## Complete the following:
1. According to the ACNN workshop announcement, how long are the rapid-fire lightning talks?
2. Please pick up the ACNN workshop announcement after its final sentence and carry it forward.

## Document excerpt:
----
Big Data Neuroscience 2020 Workshop: Organized by the Advanced Computational Neuroscience Network (ACNN)

Big Data Neuroscience Workshop 2020: Organized by the Advanced Computational Neuroscience Network (ACNN)

Recording of the 2020 Workshop

September 4, 2020


Date/Time: Friday, Sept 4, 2020, 1-5 PM US Eastern Time (GMT-4)
Registration (free): Registration Webform
Submit Title/Abstract: Enter your meta-data in this GSheet if you like to present a short 2-3-min rapid-fire (lightning) talk in one of 2 sessions. Students, trainees, fellows and junior investigators are strongly encouraged to apply for a lightning talk by submitting all the required meta-data.
URL to join the symposium: A ZOOM URL will be provided with your registration.


The Advanced Computational Neuroscience Network (ACNN) is a transinsitutional collaboration of many US Universities in the Midwest region. ACNN strives to build a broad consensus on the core requirements, infrastructure, and components needed to develop a new generation of sustainable interdisciplinary Big Neuroscience research. ACNN forges new collaborations to establish standards using neuroscience-focused ontologies, incorporate provenance metadata management, aggregate tools, index resources and repositories, and curate and share validated pipeline workflow. Many ACNN partners provide strong support to the creation of a sustainable neuroscience community that can effectively address the challenges of neuroscience Big Data and leverage the unique resources as well as human capital. A particular strength of the ACNN is the existing array of neuroscience datasets, analytical tools, and provenance metadata platforms bringing together common data sharing principles and interoperability platforms for the neuroscience research community.
----
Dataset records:
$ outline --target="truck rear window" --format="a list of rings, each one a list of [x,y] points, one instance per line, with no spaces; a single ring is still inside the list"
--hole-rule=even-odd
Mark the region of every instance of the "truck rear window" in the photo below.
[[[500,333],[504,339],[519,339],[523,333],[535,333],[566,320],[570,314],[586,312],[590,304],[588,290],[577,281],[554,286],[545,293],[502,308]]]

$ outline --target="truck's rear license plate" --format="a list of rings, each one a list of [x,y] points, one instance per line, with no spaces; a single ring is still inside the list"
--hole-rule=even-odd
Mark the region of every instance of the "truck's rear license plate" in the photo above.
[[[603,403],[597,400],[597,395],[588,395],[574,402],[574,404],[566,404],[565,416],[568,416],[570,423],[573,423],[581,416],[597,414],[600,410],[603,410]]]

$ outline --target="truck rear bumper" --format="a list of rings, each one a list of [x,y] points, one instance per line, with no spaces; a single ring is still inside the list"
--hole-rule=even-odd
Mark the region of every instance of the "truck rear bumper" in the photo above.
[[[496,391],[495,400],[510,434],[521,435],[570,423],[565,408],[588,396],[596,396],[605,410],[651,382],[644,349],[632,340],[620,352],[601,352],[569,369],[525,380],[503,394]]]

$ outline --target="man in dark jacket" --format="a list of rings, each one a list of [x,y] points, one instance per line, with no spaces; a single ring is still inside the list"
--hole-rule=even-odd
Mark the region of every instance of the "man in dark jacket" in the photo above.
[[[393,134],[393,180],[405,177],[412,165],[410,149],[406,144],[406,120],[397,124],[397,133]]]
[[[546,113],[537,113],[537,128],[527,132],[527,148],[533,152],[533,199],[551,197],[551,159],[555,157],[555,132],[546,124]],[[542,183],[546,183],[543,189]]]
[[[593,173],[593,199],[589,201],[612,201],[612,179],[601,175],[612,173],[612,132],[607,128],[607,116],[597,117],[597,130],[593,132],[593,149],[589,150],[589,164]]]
----
## Outputs by task:
1. Two to three minutes.

2.
ACNN 2020 (Virtual Symposium): Big Data Neuroscience
The 2020 annual ACNN symposium will take place virtually over ZOOM. This interdisciplinary and trans-institutional workshop will continue to promote the development of common practices and standardization to make it easier for neuroscience researchers to annotate and process data; to share data, tools and protocols, and to work with distributed high-performance computing environments. The symposium will feature keynote presentations from world-renowned speakers, hands-on demonstrations, rapid-fire community presentations, and an open-mic networking discussion. Each year, ACNN brings together members of the Midwest, national, and the global neuroscience research community to promote data reuse, aggregation, result validation and new discoveries in neuroscience.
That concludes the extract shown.